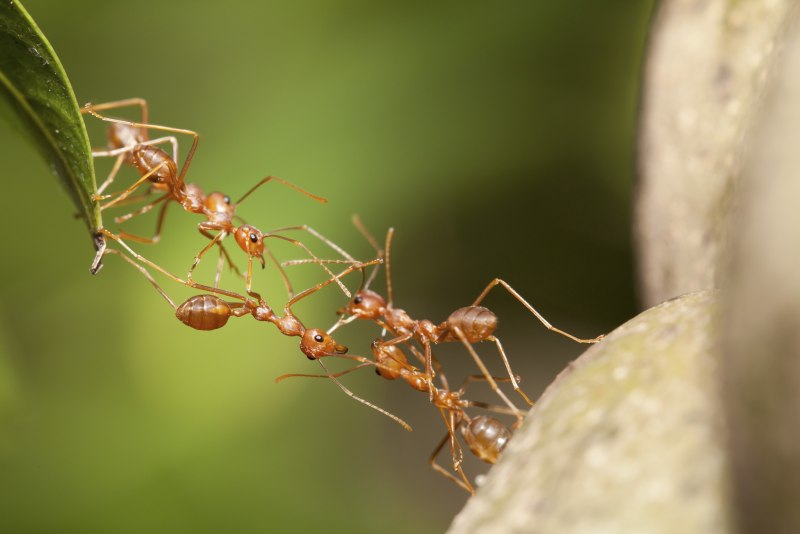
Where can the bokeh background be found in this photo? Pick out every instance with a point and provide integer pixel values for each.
(498, 140)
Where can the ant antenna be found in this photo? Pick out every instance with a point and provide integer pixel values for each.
(359, 399)
(284, 182)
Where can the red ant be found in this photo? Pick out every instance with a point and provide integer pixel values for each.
(469, 325)
(486, 436)
(129, 143)
(209, 312)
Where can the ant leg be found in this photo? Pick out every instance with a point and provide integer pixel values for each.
(309, 291)
(96, 153)
(457, 331)
(373, 243)
(308, 251)
(145, 273)
(498, 281)
(216, 239)
(112, 175)
(116, 104)
(336, 375)
(367, 403)
(157, 236)
(282, 272)
(91, 109)
(138, 257)
(220, 263)
(126, 193)
(144, 209)
(447, 474)
(204, 228)
(333, 246)
(284, 182)
(512, 377)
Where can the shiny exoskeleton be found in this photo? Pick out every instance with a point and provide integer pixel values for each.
(129, 142)
(468, 325)
(485, 436)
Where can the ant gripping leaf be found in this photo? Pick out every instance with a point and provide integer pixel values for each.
(39, 101)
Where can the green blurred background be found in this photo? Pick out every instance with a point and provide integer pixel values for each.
(498, 139)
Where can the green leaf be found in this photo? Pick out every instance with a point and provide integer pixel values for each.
(36, 87)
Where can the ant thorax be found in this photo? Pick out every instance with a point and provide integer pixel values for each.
(399, 320)
(219, 208)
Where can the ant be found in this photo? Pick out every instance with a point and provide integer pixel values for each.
(209, 312)
(486, 436)
(468, 325)
(130, 144)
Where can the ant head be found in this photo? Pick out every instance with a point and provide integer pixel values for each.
(366, 304)
(391, 360)
(251, 240)
(317, 343)
(220, 203)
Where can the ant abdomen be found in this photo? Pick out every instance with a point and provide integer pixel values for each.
(204, 312)
(476, 322)
(486, 437)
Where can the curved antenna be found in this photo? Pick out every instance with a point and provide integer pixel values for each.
(284, 182)
(367, 403)
(305, 375)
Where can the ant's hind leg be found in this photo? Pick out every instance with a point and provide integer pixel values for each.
(513, 292)
(145, 273)
(116, 104)
(93, 110)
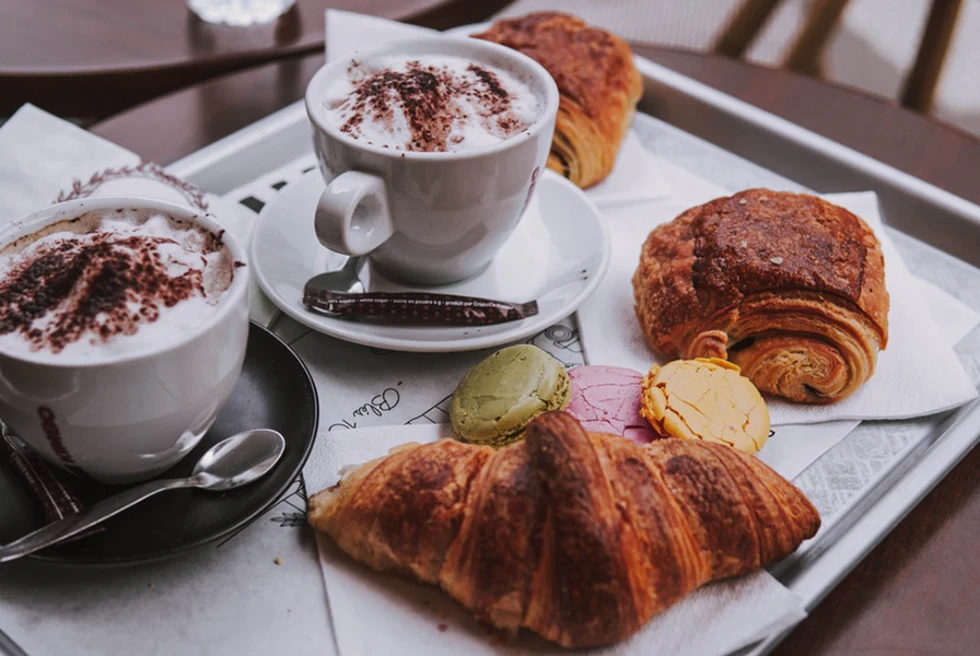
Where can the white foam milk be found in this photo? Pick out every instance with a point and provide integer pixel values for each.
(180, 249)
(461, 105)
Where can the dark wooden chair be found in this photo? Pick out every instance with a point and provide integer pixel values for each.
(103, 56)
(824, 16)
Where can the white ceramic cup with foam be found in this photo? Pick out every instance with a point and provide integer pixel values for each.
(429, 217)
(130, 417)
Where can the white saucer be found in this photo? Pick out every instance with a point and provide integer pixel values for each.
(557, 256)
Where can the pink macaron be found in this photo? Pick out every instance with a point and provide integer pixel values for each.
(607, 400)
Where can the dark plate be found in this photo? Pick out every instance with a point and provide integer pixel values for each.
(274, 391)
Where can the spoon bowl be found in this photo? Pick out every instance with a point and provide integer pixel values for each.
(346, 279)
(231, 463)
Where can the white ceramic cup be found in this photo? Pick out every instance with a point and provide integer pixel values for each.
(131, 417)
(428, 217)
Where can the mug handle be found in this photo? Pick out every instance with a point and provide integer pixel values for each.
(352, 215)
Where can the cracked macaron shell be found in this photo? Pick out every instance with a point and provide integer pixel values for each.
(499, 397)
(705, 399)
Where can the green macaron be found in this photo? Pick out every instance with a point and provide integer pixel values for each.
(499, 397)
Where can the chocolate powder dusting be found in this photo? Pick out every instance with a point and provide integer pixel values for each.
(431, 99)
(102, 286)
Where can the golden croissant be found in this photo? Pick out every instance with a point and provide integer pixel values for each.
(598, 83)
(579, 537)
(787, 286)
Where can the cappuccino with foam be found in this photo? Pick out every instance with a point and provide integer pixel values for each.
(430, 103)
(109, 284)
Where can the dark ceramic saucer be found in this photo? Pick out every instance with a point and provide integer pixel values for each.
(275, 390)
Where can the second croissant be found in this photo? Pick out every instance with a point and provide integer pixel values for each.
(579, 537)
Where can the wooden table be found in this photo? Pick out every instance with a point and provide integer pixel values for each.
(92, 58)
(919, 590)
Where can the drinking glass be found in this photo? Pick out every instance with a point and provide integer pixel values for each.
(239, 12)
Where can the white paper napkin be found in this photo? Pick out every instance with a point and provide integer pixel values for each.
(44, 159)
(918, 374)
(418, 619)
(636, 176)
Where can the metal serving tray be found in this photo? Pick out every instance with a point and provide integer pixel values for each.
(869, 481)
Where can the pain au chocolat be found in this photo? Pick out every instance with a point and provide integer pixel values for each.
(787, 286)
(597, 81)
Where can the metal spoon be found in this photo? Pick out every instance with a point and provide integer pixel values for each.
(236, 461)
(346, 279)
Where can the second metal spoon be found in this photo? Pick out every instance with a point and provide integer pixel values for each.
(236, 461)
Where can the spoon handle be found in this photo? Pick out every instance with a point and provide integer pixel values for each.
(75, 524)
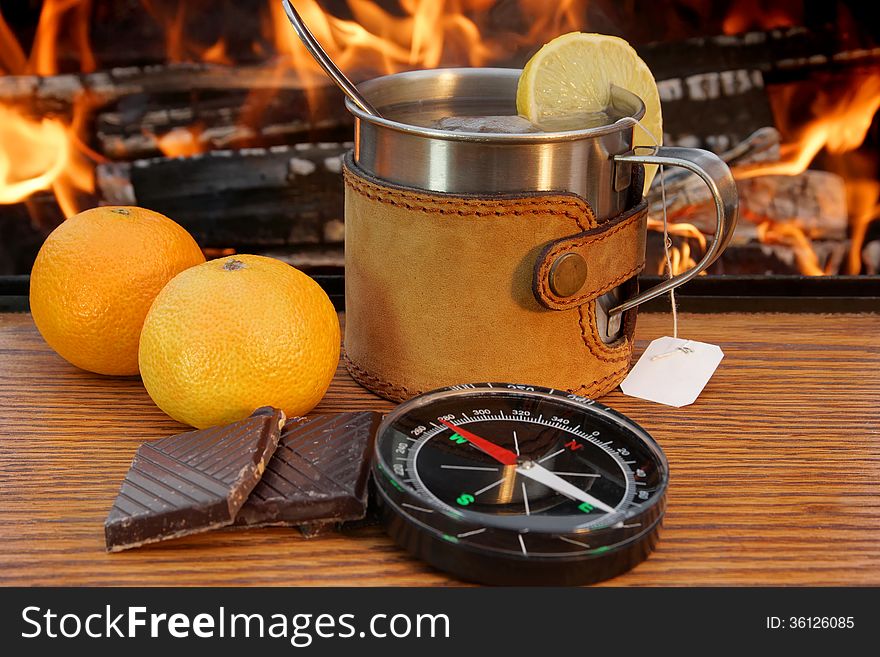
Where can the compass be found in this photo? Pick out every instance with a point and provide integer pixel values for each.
(510, 484)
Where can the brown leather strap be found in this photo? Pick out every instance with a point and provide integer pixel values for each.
(614, 252)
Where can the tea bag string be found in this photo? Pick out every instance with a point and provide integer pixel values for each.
(667, 241)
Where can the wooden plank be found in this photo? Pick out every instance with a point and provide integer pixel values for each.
(775, 470)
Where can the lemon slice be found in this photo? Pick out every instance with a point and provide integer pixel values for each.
(570, 79)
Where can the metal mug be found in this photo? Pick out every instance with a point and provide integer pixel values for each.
(594, 163)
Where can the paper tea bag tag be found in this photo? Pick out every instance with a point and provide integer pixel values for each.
(672, 371)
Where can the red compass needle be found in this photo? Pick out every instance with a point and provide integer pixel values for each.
(500, 454)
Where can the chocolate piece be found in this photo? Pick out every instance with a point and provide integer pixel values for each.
(191, 482)
(319, 472)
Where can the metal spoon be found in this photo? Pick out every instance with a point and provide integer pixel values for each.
(324, 60)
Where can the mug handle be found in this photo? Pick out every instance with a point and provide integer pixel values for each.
(716, 174)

> Exercise brief
Copy the items above word for word, starting at the line containing "Where can the wooden plank" and ending with the last line of the items.

> Output of the exercise
Where can the wooden plank be found in this photo? Pick out every instance with a point and provide integer pixel values for each.
(775, 470)
Where can the lemon slice be found in this photo? Pick out every instance with a point and provide integer pixel values for each.
(570, 79)
Where can the metal mug be found in this photo? Pick out every instance with a point and provide integer pixel values for each.
(594, 163)
Where can the paper tea bag tag be found in this photo? Pick out every instance with a point and provide integer pixel values for each.
(672, 371)
Where can the red compass needle be found in this photo? Pick out every instance with a point and provide integer pixel values for each.
(500, 454)
Where can the chocolate piece be found in this photo? Pick out every instance with a point and provide integer pixel values for each.
(191, 482)
(319, 472)
Where can the metal spoon be found in this photo? Pick out every instance with a point and provide integer pixel values for each.
(324, 60)
Where can the mug handle be found in this photo? Pick out every instance with a point and provide integer pixel values for each.
(716, 174)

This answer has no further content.